Task to carry out>
Hand back the entries below exactly.

------------------------------------------------

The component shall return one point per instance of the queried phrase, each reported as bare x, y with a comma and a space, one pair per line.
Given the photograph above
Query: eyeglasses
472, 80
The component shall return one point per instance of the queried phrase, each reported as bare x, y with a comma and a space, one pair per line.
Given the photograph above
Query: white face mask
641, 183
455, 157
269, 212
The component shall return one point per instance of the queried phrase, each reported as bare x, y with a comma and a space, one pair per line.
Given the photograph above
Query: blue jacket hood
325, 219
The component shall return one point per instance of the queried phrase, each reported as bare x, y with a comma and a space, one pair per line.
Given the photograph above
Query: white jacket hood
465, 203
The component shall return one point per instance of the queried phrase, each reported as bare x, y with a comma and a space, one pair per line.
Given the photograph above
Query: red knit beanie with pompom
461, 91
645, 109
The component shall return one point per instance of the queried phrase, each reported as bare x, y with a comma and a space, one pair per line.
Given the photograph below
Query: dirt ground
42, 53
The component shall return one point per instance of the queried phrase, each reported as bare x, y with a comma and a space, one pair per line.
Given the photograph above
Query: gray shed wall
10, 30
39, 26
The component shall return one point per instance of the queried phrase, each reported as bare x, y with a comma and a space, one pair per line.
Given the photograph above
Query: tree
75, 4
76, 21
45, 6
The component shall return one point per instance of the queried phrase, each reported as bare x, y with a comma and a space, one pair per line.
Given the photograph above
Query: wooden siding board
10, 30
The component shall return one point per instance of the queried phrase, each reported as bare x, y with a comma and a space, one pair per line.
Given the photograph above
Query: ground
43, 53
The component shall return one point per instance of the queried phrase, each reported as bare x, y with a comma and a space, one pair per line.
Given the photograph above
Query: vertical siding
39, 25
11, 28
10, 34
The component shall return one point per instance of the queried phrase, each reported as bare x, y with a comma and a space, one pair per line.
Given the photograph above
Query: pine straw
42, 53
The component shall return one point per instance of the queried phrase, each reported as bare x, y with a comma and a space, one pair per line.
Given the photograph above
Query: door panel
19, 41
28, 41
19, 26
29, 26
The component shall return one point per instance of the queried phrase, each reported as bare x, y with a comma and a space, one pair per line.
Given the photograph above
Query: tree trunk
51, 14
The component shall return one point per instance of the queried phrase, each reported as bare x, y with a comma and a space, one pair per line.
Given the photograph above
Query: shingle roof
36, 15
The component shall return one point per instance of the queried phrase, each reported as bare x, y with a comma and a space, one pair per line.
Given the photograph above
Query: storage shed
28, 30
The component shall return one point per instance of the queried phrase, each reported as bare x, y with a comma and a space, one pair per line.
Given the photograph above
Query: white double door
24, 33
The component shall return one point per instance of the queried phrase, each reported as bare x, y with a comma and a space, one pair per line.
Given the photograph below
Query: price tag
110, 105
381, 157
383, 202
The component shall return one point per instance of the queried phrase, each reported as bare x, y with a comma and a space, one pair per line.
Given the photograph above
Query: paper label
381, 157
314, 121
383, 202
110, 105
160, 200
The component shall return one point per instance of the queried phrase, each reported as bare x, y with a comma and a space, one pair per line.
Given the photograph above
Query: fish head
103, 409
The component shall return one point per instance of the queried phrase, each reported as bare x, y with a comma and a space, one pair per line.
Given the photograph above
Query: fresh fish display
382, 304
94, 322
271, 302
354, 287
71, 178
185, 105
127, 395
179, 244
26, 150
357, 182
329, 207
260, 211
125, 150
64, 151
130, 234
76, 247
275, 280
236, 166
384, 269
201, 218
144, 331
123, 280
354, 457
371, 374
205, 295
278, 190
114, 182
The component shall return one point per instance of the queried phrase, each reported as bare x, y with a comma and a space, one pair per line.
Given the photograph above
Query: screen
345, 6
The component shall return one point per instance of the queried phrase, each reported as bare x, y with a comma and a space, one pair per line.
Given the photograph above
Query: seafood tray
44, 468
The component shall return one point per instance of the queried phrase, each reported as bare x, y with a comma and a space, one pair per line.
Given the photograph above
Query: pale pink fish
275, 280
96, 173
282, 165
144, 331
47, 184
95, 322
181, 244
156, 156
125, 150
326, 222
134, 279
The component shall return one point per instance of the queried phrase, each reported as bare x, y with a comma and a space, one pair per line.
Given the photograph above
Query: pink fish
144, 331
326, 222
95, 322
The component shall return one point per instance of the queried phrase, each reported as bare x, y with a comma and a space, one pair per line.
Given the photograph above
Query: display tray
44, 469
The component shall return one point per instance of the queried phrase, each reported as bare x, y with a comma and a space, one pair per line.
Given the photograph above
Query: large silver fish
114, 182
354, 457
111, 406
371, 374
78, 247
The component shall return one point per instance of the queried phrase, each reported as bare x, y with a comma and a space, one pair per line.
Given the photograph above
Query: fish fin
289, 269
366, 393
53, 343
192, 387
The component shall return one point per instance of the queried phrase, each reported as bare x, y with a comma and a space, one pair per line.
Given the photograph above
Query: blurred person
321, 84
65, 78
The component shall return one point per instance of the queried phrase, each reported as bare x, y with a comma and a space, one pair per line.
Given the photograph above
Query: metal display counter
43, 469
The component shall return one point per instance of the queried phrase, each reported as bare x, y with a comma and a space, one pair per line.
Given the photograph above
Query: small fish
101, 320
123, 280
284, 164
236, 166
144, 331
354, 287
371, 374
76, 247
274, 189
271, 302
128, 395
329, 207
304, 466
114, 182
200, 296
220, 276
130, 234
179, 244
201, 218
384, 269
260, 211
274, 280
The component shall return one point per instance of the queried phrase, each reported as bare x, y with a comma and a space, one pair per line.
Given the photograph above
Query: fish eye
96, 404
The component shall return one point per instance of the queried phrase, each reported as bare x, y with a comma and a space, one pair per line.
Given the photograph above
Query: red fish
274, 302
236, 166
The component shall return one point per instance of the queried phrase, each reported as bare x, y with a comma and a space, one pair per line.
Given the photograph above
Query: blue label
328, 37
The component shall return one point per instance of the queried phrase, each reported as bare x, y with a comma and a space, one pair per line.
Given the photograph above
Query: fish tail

------------------------------------------------

Task result>
The component shall return one point per instance of the queried phrase, each reported as bare x, y with a comma and a space, one pair per line.
Given the photograph above
Query: eyeglasses
472, 80
The component shall return one point per instance of the queried phrase, each reported as bare x, y with a comma and a space, one pair per line.
Given the photograph above
Query: white face mask
641, 183
455, 157
269, 212
The component shall return one point per instance of the queried phrase, each reported as bare x, y with a comma and a space, one pair per line.
Given the photograph above
Query: blue jacket hood
325, 219
The component shall return one point per instance of the queried phrase, each reported as bare x, y with a comma and a space, one pair per line.
Given the photograph above
Query: white jacket hood
465, 203
The component shall return one point per instance of the queried phrase, each reported as bare x, y with a comma and a space, one pair per line.
Given the photograph above
Query: red knit beanie with pompom
461, 91
645, 109
The component shall return one point per instance of the queried phrase, each reported as bare x, y with a comma and a space, one pair per line.
Given the photograph below
Query: dirt ground
42, 53
The component shall return one point per instance of the queried phrase, each reported as bare x, y with a comma and a space, one pair per line.
Given the photograph above
Query: gray shed wall
10, 30
39, 26
The component shall return one point per instance of the queried phrase, each reported as bare x, y with a comma and a space, one pair per line.
Given the photograph above
Query: tree
75, 4
76, 21
45, 6
The component shall return one point per instance of the queried phrase, each reported as bare x, y with a comma and a space, one pair per line.
Given the photograph above
Query: wooden siding board
10, 30
The component shall return one point per instance of the queried phrase, each reported as bare x, y with a comma and a space, one pair per line.
Given the photograph above
Query: ground
43, 53
The component shall return one point per instance of the queried phrase, each reported as bare x, y with a comma and a space, one pair per line.
Given the photograph above
Query: vertical siding
39, 25
11, 28
10, 34
The component shall return one point per instance of the queried phrase, each reported as bare x, y with a comma and a space, one pair per line.
Given the photograph above
Query: pine straw
42, 53
The component shall return one point per instance of the queried phrase, each reported as bare x, y with a comma and a space, one pair per line.
Given the photograph above
Query: door panel
19, 41
28, 41
19, 26
29, 26
The component shall return one point per instance of the queried phrase, each reported as bare x, y with a comma and a space, one pair per line.
Given the photograph above
Query: tree trunk
51, 14
The component shall return one point per instance of the queried phrase, each reported as bare x, y with a comma and a space, one pair per line.
Given the photograph above
Query: shingle roof
36, 15
The component shall return one point per instance of the queried phrase, each reported as bare x, y with a comma and a space, one pair per line.
Given the photograph above
Query: storage shed
28, 30
The component shall return one point per instance of the queried phrase, each reported as bare x, y with a comma and a space, one pair per line.
Given the photograph above
Query: white double door
24, 33
The component shall return one point per instance of the queried phrase, each reported as bare x, y with a comma and a space, one pair per line.
Given the photograph below
Query: price tag
110, 105
381, 157
383, 202
The component shall return one point per instance of the queried phrase, each reported as bare x, y with a comma and a space, one pair per line.
Given the photograph above
Query: paper label
381, 157
314, 121
383, 202
110, 105
160, 200
The component shall return one point per instance of the queried phrase, each reported as bare x, y with a comma and a space, one pair per line.
Given the photograph above
Query: fish head
103, 409
The component shall return one point per instance of the queried phrase, each reported as bare x, y with a comma and a space, one pair per line.
Given the photograph above
Query: fresh fish display
382, 304
94, 322
271, 302
354, 287
71, 178
185, 105
127, 395
179, 244
26, 150
357, 182
329, 207
260, 211
125, 150
64, 151
130, 234
76, 247
275, 280
236, 166
384, 269
201, 218
144, 331
123, 280
354, 457
371, 374
205, 295
278, 190
114, 182
The component shall return one point per instance of the queried phrase, each reported as bare x, y with a comma and a space, one pair per line.
Given the photograph above
Query: screen
345, 6
The component shall return one point per instance of the queried phrase, each reported as bare x, y with a comma and a space, one pair per line.
Given the photograph above
Query: seafood tray
44, 468
The component shall return one point per instance of the queried phrase, each reported as bare x, y with a comma and a space, one pair per line.
Given the photograph above
Query: pale pink fish
275, 280
96, 173
282, 165
144, 331
47, 184
95, 322
181, 244
156, 156
125, 150
326, 222
134, 279
The component shall return one point per instance of the queried phrase, each reported as bare x, y with a comma and a space, one pair per line.
Given the photograph above
Query: pink fish
144, 331
326, 222
95, 322
The component shall return one point per instance of the queried phrase, each reported as bare x, y with a comma and a space, one pair per line.
Given the photograph above
Query: display tray
44, 469
The component shall return one point per instance of the queried phrase, each reported as bare x, y with a comma and a space, one pair per line.
Given the photograph above
Query: large silver fish
114, 182
354, 457
111, 406
371, 374
78, 247
The component shall return one point per instance of the queried phrase, each reported as bare x, y with a comma and a space, one pair per line.
Given the photograph above
Query: fish fin
289, 269
366, 393
53, 343
192, 387
The component shall return one point per instance of the queried phrase, each reported as bare x, y with a comma and a space, one pair per line.
Given the photograph above
Query: blurred person
321, 84
65, 78
The component shall return one point per instance of the queried phrase, each reported as bare x, y with a comma and a space, one pair per line.
Given the photograph above
Query: metal display counter
43, 469
The component shall return one point per instance of the queried phrase, each reported as bare x, y with a comma and a space, one pair per line.
Given the photograph above
Query: small fish
101, 320
123, 280
284, 164
236, 166
144, 331
354, 287
371, 374
76, 247
274, 189
271, 302
128, 395
329, 207
304, 466
114, 182
200, 296
220, 276
130, 234
179, 244
201, 218
384, 269
260, 211
274, 280
The component shall return one point per instance of the queried phrase, each reported as bare x, y with a comma and a space, one pair per line.
Given the photograph above
Query: fish eye
96, 404
The component shall return one point per instance of the queried phrase, each reported as bare x, y with a comma and a space, one pair per line.
Given the photograph above
Query: red fish
274, 302
236, 166
The component shall return one point per instance of the queried phrase, each reported as bare x, y with a comma and a space, one pair per line.
Given the photograph above
Query: blue label
328, 37
The component shall return one point per instance of the queried phrase, each reported as bare x, y with a comma and a space, one pair per line.
Given the photograph above
Query: fish tail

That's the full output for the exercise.